# Requests:
(a) In the text on ipfs-cluster consensus, which peer is the only one allowed to commit entries to the log?
(b) Please continue the text on ipfs-cluster consensus after its last sentence.

## BEGIN Given text

If the startup initialization fails, ipfs-cluster-service will exit automatically after a few seconds. Pay attention to the INFO and ERROR messages during startup. When ipfs-cluster is ready, a message will indicate it along with a list of peers.

The consensus algoritm

ipfs-cluster peers coordinate their state (the list of CIDs which are pinned, their peer allocations and replication factor) using a consensus algorithm called Raft.

Raft is used to commit log entries to a "distributed log" which every peer follows. Every "Pin" and "Unpin" requests are log entries in that log. When a peer receives a log "Pin" operation, it updates its local copy of the shared state to indicate that the CID is now pinned.

In order to work, Raft elects a cluster "Leader", which is the only peer allowed to commit entries to the log. Thus, a Leader election can only succeed if at least half of the nodes are online. Log entries, and other parts of ipfs-cluster functionality (initialization, monitoring), can only happen when a Leader exists.

For example, a commit operation to the log is triggered with ipfs-cluster-ctl pin add <cid>. This will use the peer's API to send a Pin request. The peer will in turn forward the request to the cluster's Leader, which will perform the commit of the operation. This is explained in more detail in the "Pinning an item" section.

The "peer add" and "peer remove" operations also trigger log entries (internal to Raft) and depend too on a healthy consensus status. Modifying the cluster peers is a tricky operation because it requires informing every peer of the new peer's multiaddresses. If a peer is down during this operation, the operation will fail, as otherwise that peer will not know how to contact the new member. Thus, it is recommended remove and bootstrap any peer that is offline before making changes to the peerset.

## END Given text
## BEGIN Data provided

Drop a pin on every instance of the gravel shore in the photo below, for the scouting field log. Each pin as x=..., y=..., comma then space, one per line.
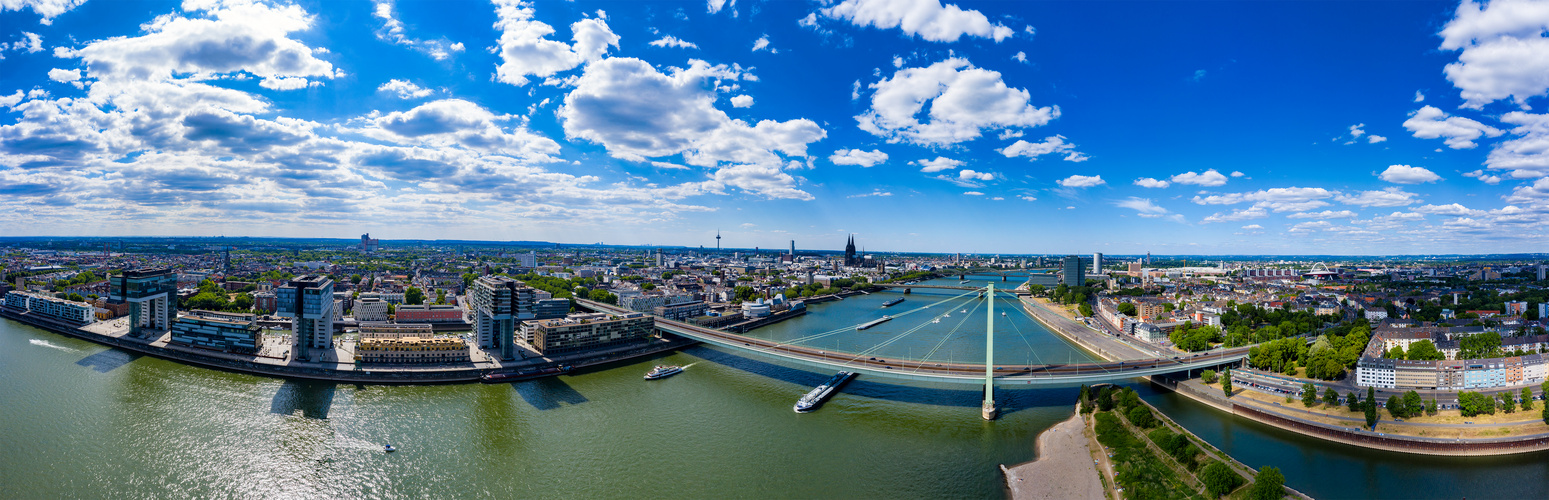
x=1063, y=469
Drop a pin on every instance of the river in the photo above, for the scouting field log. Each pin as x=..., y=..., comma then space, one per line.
x=87, y=421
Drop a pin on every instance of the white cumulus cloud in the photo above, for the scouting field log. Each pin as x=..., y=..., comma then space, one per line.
x=1408, y=175
x=671, y=41
x=1081, y=181
x=962, y=102
x=405, y=89
x=1504, y=50
x=637, y=112
x=1430, y=123
x=525, y=50
x=45, y=8
x=862, y=158
x=1050, y=144
x=941, y=163
x=1387, y=197
x=1208, y=178
x=925, y=19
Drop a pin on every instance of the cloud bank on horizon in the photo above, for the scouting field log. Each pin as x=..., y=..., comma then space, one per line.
x=920, y=126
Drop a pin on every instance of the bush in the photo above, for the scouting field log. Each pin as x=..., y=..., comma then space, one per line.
x=1142, y=417
x=1105, y=398
x=1112, y=434
x=1269, y=485
x=1219, y=479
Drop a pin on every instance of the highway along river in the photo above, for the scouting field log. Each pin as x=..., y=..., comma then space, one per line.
x=81, y=420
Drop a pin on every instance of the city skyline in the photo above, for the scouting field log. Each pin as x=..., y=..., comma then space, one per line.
x=962, y=127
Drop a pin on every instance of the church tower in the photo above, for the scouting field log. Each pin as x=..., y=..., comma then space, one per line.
x=849, y=251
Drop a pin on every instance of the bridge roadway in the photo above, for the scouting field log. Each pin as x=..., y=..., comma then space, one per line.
x=933, y=287
x=944, y=372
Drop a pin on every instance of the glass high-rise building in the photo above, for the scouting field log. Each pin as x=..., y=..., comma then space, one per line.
x=1074, y=271
x=152, y=297
x=309, y=302
x=498, y=304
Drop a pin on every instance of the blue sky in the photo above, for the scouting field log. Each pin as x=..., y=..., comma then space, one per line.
x=1190, y=127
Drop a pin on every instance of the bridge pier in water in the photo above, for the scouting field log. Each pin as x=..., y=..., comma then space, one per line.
x=987, y=409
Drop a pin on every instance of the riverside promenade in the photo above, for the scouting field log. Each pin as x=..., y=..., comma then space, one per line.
x=336, y=366
x=1111, y=349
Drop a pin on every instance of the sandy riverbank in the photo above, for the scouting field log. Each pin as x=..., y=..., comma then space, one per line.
x=1063, y=469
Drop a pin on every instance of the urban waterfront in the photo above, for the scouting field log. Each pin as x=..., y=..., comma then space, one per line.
x=89, y=421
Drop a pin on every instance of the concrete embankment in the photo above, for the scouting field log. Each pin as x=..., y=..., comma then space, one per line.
x=1216, y=400
x=1063, y=469
x=384, y=375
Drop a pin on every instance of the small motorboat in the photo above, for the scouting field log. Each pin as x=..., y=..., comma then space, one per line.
x=663, y=372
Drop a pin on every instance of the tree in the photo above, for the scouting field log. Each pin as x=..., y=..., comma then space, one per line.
x=603, y=296
x=1425, y=350
x=1480, y=345
x=1269, y=485
x=1371, y=407
x=1219, y=479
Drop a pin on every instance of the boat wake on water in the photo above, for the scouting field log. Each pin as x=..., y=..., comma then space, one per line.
x=51, y=345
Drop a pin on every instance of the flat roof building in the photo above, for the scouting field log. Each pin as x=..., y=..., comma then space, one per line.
x=222, y=332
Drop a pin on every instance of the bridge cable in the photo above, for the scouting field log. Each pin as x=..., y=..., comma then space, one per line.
x=944, y=339
x=892, y=339
x=852, y=327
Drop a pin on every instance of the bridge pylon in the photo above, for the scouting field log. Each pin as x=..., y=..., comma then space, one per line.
x=987, y=409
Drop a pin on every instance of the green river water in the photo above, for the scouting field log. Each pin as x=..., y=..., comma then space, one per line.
x=85, y=421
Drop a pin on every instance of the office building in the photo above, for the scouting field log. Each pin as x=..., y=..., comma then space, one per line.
x=309, y=302
x=429, y=313
x=152, y=297
x=1074, y=271
x=498, y=304
x=47, y=307
x=372, y=308
x=584, y=332
x=550, y=308
x=395, y=330
x=411, y=350
x=222, y=332
x=1044, y=279
x=682, y=311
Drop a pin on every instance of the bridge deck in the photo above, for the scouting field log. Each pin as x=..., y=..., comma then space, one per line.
x=944, y=372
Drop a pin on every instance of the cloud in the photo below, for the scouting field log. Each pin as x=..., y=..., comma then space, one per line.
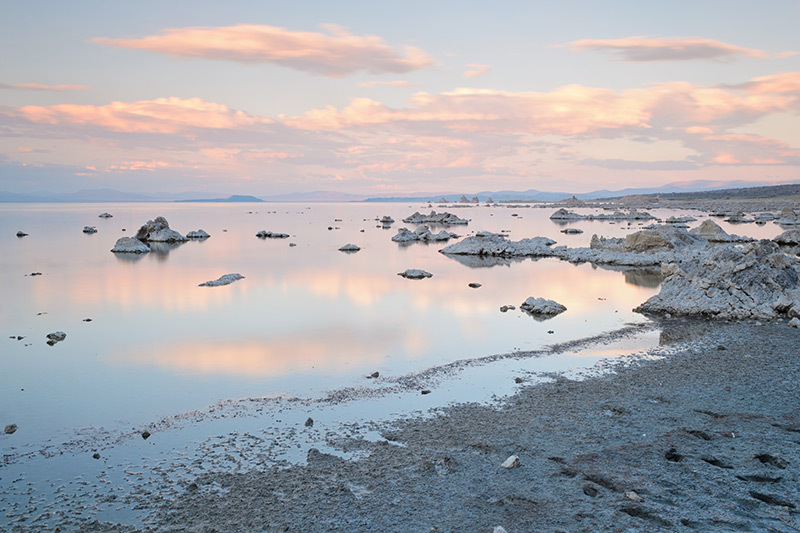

## END Data provided

# Answers provided:
(a) The cluster Leader elected by Raft.

(b)
By default, the consensus log data is backed in the ipfs-cluster-data subfolder, next to the main configuration file. This folder stores two types of information: the boltDB database storing the Raft log, and the state snapshots. Snapshots from the log are performed regularly when the log grows too big (see the raft configuration section for options). When a peer is far behind in catching up with the log, Raft may opt to send a snapshot directly, rather than to send every log entry that makes up the state individually. This data is initialized on the first start of a cluster peer and maintained throughout its life. Removing or renaming the ipfs-cluster-data folder effectively resets the peer to a clean state. Only peers with a clean state should bootstrap to already running clusters.

When running a cluster peer, it is very important that the consensus data folder does not contain any data from a different cluster setup, or data from diverging logs. What this essentially means is that different Raft logs should not be mixed. Removing or renaming the ipfs-cluster-data folder, will clean all consensus data from the peer, but, as long as the rest of the cluster is running, it will recover last state upon start by fetching it from a different cluster peer.

On clean shutdowns, ipfs-cluster peers will save a human-readable state snapshot in ~/.ipfs-cluster/backups, which can be used to inspect the last known state for that peer. We are working in making those snapshots restorable.

The shared state, the local state and the ipfs state

It is important to understand that ipfs-cluster deals with three types of states:

  • The shared state is maintained by the consensus algorithm and a copy is kept in every cluster peer. The shared state stores the list of CIDs which are tracked by ipfs-cluster, their allocations (peers which are pinning them) and their replication factor.
  • The local state is maintained separately by every peer and represents the state of CIDs tracked by cluster for that specific peer: status in ipfs (pinned or not), modification time etc.
  • The ipfs state is the actual state in ipfs (ipfs pin ls) which is maintained by the ipfs daemon.

In normal operation, all three states are in sync, as updates to the shared state cascade to the local and the ipfs states. Additionally, syncing operations are regularly triggered by ipfs-cluster. Unpinning cluster-pinned items directly from ipfs will, for example, cause a mismatch between the local and the ipfs state. Luckily, there are ways to inspect every state:

  • ipfs-cluster-ctl pin ls shows information about the shared state. The result of this command is produced locally, directly from the state copy stored the peer.

  • ipfs-cluster-ctl status shows information about the local state in every cluster peer. It does so by aggregating local state information received from every cluster member.

ipfs-cluster-ctl sync makes sure that the local state matches the ipfs state. In other words, it makes sure that what cluster expects to be pinned is actually pinned in ipfs. As mentioned, this also happens automatically. Every sync operations triggers an ipfs pin ls --type=recursive call to the local node.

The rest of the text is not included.